[Raw records]
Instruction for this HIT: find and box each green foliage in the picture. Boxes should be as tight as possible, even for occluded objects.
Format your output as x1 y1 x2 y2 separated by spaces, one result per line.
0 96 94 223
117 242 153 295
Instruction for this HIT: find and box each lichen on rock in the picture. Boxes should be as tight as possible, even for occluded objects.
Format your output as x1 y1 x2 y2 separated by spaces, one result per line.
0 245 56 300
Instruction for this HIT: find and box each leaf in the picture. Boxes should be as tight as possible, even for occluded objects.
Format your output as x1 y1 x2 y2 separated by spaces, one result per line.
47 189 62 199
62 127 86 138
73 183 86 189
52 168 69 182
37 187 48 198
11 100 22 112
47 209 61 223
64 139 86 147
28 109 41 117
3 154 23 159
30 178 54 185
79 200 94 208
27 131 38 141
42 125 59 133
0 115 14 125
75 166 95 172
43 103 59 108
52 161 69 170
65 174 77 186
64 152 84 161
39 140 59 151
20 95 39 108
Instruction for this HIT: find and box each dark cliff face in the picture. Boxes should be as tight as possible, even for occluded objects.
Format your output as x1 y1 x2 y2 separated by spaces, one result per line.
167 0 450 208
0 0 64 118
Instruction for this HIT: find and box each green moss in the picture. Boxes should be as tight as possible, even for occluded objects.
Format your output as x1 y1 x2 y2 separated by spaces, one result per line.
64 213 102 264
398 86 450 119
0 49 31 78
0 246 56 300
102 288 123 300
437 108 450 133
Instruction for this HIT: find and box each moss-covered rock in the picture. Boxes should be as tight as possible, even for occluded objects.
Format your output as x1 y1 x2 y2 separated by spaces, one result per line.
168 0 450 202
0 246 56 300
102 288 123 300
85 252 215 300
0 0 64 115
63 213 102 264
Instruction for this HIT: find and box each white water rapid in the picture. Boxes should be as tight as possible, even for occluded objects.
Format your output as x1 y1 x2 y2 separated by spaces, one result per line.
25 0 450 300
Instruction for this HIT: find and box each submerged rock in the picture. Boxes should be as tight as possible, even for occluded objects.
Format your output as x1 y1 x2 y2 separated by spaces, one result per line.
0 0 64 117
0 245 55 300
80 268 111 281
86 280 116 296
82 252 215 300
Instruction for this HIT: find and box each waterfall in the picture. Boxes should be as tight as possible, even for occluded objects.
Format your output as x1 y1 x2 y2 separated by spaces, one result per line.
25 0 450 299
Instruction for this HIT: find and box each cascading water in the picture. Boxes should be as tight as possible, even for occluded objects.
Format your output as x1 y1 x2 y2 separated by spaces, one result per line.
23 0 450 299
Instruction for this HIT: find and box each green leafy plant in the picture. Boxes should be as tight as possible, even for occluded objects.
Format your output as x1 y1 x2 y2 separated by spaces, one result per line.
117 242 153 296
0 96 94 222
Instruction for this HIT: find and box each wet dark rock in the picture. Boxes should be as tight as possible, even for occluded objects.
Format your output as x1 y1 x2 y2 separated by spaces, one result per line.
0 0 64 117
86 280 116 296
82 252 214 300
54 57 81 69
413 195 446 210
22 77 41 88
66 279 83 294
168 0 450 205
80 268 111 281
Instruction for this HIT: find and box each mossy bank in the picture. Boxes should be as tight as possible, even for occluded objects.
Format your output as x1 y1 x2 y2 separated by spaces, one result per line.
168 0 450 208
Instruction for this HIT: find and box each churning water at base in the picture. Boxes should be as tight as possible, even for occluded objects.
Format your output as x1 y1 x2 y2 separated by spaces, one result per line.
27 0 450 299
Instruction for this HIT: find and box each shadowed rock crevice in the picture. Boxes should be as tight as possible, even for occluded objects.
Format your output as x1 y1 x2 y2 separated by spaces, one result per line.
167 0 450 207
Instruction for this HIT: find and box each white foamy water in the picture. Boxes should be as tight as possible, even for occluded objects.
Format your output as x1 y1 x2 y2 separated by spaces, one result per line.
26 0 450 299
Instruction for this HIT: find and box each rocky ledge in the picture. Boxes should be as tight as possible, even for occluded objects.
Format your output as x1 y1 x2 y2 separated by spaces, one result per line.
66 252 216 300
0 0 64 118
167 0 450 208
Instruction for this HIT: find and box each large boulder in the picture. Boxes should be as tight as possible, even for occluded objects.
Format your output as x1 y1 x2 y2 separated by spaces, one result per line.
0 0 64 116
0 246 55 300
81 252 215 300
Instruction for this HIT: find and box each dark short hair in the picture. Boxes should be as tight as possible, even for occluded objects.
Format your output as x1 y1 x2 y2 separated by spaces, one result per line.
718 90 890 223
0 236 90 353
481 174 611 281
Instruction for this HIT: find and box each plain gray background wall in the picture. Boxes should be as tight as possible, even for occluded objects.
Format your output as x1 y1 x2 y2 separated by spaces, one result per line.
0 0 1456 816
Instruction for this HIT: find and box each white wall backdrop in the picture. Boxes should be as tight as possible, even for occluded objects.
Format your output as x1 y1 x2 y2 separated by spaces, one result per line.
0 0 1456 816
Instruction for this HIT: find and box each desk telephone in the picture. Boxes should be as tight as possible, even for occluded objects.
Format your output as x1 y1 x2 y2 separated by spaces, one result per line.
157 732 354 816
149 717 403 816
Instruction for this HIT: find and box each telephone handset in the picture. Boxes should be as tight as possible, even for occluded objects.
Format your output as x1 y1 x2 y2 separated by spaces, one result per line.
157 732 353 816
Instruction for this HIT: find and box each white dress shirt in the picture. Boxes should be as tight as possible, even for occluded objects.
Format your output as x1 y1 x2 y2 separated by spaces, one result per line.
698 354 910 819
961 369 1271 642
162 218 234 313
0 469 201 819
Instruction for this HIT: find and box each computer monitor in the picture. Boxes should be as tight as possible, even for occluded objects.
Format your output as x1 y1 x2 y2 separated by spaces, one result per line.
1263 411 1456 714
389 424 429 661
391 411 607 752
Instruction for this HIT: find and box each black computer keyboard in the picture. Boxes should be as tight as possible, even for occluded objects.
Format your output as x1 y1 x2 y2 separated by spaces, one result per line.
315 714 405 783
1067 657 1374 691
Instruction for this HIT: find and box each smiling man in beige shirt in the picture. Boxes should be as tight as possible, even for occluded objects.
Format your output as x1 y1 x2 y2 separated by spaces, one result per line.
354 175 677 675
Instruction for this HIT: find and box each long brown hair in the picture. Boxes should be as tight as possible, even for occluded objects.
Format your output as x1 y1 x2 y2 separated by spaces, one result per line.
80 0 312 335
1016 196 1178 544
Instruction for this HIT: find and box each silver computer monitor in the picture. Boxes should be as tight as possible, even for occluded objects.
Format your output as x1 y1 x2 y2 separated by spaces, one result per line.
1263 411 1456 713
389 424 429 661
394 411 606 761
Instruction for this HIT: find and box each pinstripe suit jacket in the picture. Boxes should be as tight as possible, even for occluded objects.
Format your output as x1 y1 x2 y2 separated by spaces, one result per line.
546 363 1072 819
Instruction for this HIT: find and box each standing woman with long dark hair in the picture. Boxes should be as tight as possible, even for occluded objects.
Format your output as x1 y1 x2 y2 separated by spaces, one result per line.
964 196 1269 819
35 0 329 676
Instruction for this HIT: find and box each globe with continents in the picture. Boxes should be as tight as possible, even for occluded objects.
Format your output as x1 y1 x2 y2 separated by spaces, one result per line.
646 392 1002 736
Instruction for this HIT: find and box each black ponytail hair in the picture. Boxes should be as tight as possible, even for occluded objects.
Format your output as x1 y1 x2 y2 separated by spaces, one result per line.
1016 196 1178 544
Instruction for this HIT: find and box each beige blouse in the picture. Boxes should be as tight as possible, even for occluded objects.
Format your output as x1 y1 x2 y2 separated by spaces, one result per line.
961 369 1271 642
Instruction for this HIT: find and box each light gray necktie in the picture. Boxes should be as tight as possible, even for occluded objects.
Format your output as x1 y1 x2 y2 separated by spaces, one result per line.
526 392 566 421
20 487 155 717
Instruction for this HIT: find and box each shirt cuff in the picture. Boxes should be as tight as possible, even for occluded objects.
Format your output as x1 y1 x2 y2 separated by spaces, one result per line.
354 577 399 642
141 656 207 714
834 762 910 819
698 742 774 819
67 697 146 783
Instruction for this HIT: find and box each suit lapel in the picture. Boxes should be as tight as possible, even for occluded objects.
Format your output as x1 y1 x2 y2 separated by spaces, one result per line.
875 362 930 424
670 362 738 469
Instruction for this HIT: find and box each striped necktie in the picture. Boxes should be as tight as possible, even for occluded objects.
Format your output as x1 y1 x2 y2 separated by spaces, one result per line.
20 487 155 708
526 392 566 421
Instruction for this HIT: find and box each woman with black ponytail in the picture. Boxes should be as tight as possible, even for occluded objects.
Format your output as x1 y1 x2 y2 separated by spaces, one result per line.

What you are asked to do
Rescale the material starting at the line that contains "Instruction for this HIT: find and box each green leafy" and ending at the line that contains "167 0 450 207", both included, by repeating every line, instructions too, with each bounding-box coordinate multiplied by 2.55 and rounded to a whole number, halves up. Give only those lines.

Complete response
Instruction for this HIT: find and box each green leafy plant in the picture. Boxes should be as tight as possible, even for occluded objects.
Format your output as x1 y1 x2 y2 separated by spaces, one result per line.
298 617 390 755
0 245 240 566
Instruction for this HIT: find and box each wet dark rock in the picture. Boxes should be as tight as possible, even for occluded objects.
Format your output as x1 y1 x2 y2 separated by spaces, one result per line.
0 0 163 298
219 714 296 755
209 643 546 765
138 145 207 176
1053 497 1137 536
56 196 105 224
168 711 212 750
428 0 1148 523
204 683 283 717
Instruction for this HIT: find and box each mossy bank in the picture. Boxes should be as tight as possible, even for occluded objects.
Format your output as x1 y1 x2 y2 separated by spaces, one result per line.
428 0 1148 530
Instruction for this HIT: find and box each churning water at base in the picture. Boxes should be as tight as possible, even for occluded objects.
Format your output as x1 y1 x2 y2 separated by spaces, one result per line.
69 0 1148 762
Instruction for this HIT: find and box each shadowed rock crevice in the picture. Boxes should be as tight as possible, even for occluded objects.
Format your output as x1 y1 x2 y2 separated by spaces, one result per line.
426 0 1148 528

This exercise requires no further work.